### Supplied entries

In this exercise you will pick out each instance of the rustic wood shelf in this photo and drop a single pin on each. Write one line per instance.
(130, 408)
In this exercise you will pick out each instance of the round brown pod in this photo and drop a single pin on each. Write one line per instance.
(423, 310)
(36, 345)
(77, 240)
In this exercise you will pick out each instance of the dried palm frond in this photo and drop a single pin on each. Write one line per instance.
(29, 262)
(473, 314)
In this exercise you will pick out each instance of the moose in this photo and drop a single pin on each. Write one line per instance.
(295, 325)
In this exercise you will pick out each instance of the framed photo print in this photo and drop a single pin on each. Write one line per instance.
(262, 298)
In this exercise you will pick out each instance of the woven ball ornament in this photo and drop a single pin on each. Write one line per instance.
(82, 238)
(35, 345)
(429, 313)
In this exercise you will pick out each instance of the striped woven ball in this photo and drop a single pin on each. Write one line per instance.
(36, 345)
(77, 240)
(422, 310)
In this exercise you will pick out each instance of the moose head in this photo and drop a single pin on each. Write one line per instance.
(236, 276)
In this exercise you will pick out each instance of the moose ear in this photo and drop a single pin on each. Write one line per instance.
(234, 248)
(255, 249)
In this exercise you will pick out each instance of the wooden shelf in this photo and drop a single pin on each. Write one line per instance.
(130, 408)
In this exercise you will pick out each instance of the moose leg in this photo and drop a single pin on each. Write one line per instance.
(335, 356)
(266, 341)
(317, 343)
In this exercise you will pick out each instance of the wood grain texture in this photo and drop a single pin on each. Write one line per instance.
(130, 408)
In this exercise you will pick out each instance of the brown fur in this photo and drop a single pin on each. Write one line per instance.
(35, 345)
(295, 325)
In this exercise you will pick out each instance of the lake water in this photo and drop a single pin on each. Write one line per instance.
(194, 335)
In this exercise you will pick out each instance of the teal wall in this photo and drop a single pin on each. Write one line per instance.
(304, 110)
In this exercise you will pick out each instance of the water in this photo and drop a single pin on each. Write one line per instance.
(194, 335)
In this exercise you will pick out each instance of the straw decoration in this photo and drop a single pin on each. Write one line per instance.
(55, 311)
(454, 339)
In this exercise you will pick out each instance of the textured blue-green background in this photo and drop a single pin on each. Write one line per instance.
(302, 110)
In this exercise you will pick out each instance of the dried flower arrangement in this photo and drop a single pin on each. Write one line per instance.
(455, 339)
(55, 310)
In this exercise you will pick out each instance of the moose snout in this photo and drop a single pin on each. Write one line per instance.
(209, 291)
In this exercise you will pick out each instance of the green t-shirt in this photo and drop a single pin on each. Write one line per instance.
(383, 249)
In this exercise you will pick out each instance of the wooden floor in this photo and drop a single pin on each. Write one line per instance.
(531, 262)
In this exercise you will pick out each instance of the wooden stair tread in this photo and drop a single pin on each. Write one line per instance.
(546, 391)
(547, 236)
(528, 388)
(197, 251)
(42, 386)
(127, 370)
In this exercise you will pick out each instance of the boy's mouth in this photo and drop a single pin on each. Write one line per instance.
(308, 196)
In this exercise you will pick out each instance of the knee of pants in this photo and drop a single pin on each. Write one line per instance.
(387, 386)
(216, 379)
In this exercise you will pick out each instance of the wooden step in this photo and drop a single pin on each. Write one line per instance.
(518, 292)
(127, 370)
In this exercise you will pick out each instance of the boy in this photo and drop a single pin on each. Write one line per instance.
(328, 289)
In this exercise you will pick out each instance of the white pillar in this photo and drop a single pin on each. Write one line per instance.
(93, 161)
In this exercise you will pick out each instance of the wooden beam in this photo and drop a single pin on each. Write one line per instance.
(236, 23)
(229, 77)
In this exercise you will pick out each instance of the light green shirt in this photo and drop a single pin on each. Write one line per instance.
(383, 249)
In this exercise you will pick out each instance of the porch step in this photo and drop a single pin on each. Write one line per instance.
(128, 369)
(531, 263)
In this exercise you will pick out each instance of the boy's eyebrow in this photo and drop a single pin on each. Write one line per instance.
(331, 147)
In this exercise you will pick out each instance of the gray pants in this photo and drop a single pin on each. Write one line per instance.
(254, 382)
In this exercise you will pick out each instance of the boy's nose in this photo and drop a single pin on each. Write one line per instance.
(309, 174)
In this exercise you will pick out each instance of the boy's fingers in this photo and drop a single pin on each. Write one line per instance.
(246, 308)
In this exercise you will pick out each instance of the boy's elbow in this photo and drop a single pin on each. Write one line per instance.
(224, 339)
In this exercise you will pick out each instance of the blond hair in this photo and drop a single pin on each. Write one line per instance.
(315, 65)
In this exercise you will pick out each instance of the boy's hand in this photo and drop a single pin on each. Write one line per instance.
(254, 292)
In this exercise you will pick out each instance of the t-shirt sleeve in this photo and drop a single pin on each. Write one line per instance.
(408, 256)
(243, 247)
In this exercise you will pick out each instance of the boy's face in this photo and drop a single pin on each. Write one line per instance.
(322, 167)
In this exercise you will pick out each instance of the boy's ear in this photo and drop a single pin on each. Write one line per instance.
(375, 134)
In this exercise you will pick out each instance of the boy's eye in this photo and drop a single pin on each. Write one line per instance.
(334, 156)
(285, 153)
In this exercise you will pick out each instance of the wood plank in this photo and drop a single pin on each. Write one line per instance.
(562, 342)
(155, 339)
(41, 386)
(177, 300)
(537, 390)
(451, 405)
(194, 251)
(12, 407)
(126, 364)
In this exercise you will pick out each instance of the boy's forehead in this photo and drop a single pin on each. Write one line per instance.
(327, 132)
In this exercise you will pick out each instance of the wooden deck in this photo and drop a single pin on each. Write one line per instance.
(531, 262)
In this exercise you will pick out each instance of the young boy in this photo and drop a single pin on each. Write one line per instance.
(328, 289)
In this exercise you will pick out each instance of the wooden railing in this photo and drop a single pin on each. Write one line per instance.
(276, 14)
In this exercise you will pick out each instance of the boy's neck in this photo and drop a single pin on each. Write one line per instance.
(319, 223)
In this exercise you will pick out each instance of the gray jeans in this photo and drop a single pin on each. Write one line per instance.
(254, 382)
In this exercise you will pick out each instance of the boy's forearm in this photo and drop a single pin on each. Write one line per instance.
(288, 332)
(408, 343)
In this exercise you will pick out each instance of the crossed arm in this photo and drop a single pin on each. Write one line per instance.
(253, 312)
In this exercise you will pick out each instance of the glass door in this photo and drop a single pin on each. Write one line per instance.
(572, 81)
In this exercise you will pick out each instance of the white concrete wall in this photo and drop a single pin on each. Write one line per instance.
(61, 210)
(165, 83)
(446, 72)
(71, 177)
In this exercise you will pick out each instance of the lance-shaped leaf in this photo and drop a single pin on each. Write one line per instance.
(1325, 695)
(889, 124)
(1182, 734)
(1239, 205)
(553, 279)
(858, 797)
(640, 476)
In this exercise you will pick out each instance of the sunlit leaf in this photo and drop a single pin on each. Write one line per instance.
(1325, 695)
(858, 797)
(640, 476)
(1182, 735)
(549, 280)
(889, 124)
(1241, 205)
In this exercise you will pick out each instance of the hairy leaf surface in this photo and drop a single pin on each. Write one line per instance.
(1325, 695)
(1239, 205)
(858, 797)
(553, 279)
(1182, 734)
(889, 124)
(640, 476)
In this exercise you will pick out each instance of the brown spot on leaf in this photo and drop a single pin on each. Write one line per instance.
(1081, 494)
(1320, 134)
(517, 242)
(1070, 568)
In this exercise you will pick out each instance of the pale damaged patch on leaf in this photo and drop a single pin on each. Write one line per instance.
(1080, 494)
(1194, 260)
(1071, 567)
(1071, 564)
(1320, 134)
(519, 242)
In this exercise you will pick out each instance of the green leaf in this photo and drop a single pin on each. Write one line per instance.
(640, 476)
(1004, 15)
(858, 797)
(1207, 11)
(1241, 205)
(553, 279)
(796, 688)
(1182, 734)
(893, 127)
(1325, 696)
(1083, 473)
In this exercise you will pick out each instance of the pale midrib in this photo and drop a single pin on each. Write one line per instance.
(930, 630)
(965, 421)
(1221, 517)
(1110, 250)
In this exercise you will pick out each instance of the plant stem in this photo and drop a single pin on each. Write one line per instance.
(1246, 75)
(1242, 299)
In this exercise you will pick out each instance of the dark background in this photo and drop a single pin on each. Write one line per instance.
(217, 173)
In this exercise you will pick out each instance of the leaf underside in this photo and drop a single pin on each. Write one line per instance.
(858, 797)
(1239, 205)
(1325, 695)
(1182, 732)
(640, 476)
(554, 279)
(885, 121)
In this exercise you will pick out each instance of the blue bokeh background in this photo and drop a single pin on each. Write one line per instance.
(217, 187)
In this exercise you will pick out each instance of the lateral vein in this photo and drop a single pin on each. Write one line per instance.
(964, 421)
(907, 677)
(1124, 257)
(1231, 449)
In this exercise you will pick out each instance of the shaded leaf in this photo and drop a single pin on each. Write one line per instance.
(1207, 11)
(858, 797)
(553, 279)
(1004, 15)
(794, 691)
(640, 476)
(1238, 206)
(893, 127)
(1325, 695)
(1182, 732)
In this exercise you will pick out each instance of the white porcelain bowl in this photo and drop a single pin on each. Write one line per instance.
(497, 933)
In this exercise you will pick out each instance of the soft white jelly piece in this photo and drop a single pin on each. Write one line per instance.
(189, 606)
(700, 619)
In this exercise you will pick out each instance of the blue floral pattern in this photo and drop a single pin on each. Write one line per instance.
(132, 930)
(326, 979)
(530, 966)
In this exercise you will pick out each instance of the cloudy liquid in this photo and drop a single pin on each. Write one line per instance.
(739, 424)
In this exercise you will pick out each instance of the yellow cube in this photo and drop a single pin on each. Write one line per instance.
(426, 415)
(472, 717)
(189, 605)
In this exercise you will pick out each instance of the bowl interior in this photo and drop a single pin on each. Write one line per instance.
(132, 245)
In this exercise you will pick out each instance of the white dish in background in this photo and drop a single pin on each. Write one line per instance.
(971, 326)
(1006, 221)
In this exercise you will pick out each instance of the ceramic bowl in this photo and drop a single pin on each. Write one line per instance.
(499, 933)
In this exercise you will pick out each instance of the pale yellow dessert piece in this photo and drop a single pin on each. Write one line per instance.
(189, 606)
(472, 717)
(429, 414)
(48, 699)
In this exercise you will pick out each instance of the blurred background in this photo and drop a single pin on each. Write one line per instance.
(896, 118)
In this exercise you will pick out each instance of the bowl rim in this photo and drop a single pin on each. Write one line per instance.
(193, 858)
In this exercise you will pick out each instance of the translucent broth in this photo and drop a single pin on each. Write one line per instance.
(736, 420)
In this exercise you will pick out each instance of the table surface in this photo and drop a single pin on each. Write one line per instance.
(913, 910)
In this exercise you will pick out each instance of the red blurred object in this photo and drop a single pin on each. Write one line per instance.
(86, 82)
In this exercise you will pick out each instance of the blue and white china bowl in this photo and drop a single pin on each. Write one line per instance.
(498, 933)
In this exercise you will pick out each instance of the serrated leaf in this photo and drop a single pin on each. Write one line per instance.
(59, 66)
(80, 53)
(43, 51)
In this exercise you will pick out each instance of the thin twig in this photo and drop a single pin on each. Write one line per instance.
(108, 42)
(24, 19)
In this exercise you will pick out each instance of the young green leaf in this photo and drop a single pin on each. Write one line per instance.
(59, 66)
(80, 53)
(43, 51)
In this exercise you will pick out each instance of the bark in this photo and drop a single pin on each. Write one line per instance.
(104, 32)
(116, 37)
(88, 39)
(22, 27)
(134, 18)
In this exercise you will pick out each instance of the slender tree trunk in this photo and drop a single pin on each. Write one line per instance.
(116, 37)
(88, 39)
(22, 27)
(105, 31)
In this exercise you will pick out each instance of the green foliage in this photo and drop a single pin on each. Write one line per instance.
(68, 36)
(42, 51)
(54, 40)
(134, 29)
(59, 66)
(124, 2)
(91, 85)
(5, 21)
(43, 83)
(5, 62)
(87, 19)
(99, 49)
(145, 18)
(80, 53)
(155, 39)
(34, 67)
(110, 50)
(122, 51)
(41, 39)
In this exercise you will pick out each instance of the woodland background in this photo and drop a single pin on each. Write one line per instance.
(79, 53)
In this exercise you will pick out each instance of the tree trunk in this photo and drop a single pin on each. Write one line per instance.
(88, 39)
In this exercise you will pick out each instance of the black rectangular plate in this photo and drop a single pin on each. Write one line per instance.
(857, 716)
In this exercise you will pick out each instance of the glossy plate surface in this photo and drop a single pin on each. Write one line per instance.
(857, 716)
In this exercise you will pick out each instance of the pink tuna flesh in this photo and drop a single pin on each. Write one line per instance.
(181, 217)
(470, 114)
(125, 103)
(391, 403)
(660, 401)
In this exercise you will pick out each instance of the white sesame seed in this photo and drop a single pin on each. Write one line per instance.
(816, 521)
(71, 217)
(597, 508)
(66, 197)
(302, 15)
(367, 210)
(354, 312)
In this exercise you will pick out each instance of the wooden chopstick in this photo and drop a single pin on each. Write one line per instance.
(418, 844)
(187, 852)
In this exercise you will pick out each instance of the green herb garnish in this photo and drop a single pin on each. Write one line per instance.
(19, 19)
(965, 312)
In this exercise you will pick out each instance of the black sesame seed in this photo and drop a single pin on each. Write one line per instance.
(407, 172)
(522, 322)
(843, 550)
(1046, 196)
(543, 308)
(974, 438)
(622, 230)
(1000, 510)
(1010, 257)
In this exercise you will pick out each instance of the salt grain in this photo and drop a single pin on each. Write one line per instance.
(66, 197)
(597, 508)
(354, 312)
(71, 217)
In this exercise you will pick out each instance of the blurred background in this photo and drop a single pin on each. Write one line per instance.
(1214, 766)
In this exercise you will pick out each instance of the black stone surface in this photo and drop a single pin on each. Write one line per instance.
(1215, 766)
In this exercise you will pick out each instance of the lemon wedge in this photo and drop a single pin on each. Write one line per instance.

### Work instructions
All lines from the one with "the black sesame" through the final line above are to be quoted exactly; quote no other line.

### Exercise result
In this exercise you will pick out each instance of the black sesame seed in this photo and drop a single pin on each. Write one line per instance.
(407, 172)
(522, 322)
(843, 550)
(1046, 196)
(543, 308)
(974, 438)
(622, 230)
(1000, 510)
(1010, 257)
In this exercise you will pick out each instance of the salt grain in this photo and drop a single pin on each. Write one line per instance.
(66, 197)
(597, 508)
(354, 312)
(71, 217)
In this exercise you will pick out each instance of the blurred background in this photo and drop a single pin on each. Write one line per instance.
(1214, 766)
In this exercise you will pick out each instance of the black stone surface in this photo and drop a single pin on each. Write one line per instance.
(1215, 766)
In this exercise you will pick out each instance of the lemon wedge in this photo and drop a single pin on each. Write one line per instance.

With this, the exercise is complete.